#### [Yönerge]
Aşağıdaki metne dayanarak şu soruları kısaca yanıtlayın:
1. Yazar hangi platformun çok kullanışsız olduğunu söylüyor?
2. Metne göre bacağa ne sıklıkla iğne yapılıyor?
3. Yazar, metnin sonunda hangi hakkını kullandığını belirtiyor?
═════ Verilen metin
Vur dışa
sevgili tevekkeli
eskisi gibi dışavurum destanlar yazmayı ne kadar özledim biliyor musun? veya ergen ergen isyanlarda bulunmak. bak aha şimdi bile elim gitmiyor yazmaya, iki cümle arasında onlarca saniye var.
peki bu dediğim "dışavurum destanı" kocaman ve eski bir ex-blogum? bilirsin, orayı bıraktım. yine bilirsin ki msn space platformu çok kullanışsız. ama bir şekilde dışa da vurmak lazım içteki asidi. yoksa keskin sirke küpüne zarar misali yine bir yerden dokunacak ucu bana. hatırlarsan sırf bu yüzden askerden muaf olduk ve yine sırf bu yüzden her hafta bacaama iğne yapıyorum. nası acıyo ama dmi? hohoho
o iğneyi her yapışın senin için bir mana ifade etsin, bunu sakın unutma. bir daha seni o yola sürükleyen saçma hatalara düşme. bu arada biliyorum iğneyi yapan sen değilsin benim ve bu yazı da sevgili tevekke bilmemne diye başlamıştı ama mazur gör, saçmalama hakkımı kullanıyorum.
══════════
═════ Kayıtlı veriler
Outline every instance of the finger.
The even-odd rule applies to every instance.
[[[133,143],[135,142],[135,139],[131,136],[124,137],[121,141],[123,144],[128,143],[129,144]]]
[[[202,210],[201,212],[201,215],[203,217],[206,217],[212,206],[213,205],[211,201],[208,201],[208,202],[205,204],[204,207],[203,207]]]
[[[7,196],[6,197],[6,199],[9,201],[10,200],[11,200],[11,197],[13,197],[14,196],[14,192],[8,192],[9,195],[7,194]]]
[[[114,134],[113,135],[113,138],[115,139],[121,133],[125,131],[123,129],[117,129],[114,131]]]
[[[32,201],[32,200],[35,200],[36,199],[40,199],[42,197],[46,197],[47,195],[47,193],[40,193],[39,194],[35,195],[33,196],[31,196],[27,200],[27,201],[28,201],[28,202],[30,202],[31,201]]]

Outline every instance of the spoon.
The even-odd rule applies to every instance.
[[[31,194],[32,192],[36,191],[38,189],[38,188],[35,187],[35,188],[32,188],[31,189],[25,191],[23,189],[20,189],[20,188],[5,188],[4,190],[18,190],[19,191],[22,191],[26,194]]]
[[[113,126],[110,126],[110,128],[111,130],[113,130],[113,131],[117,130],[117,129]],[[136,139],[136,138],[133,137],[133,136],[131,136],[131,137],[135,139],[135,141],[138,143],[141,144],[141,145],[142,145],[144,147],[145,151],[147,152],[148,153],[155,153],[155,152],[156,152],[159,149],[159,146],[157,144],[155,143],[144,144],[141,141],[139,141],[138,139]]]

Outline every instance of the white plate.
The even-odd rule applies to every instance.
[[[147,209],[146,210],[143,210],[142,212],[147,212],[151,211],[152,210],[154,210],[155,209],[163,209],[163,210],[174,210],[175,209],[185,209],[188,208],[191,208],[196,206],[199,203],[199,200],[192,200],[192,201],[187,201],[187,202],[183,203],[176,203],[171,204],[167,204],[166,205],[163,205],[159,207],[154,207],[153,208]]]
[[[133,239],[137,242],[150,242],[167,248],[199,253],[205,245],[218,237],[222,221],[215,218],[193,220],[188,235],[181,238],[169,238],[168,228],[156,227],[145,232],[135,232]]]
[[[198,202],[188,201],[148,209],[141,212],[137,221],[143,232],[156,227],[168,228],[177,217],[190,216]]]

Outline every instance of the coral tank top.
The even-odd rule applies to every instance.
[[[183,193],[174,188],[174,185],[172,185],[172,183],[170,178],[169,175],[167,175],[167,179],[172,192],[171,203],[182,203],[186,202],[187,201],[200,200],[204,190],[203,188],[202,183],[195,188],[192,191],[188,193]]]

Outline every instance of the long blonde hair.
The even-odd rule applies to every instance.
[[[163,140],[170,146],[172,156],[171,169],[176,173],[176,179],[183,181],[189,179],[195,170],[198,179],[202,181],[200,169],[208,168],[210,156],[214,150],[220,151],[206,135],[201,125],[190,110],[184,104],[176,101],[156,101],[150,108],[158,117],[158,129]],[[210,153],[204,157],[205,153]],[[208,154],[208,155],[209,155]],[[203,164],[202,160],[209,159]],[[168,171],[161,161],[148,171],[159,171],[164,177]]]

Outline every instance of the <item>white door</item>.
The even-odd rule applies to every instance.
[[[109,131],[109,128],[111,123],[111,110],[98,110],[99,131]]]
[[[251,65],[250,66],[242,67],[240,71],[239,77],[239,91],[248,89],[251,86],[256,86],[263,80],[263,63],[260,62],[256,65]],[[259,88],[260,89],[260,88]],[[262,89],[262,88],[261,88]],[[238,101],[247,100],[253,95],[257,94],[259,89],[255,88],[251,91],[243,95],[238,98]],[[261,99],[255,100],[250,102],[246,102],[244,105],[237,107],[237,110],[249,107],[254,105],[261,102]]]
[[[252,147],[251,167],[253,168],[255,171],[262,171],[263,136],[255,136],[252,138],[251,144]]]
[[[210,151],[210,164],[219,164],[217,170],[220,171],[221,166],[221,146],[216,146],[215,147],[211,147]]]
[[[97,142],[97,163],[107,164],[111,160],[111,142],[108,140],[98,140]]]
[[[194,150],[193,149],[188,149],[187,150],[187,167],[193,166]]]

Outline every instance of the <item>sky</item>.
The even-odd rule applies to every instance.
══════════
═════ Kayıtlı veriler
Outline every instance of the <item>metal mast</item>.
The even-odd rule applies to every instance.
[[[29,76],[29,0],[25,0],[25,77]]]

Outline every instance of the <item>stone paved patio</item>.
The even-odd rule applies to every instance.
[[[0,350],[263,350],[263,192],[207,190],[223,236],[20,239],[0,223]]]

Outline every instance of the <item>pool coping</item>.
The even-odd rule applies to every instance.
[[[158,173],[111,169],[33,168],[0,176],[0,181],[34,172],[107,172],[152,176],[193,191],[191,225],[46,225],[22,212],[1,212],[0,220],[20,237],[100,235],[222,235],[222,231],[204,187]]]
══════════
#### [Yanıt]
1. msn space platformu
2. Her hafta
3. Saçmalama hakkını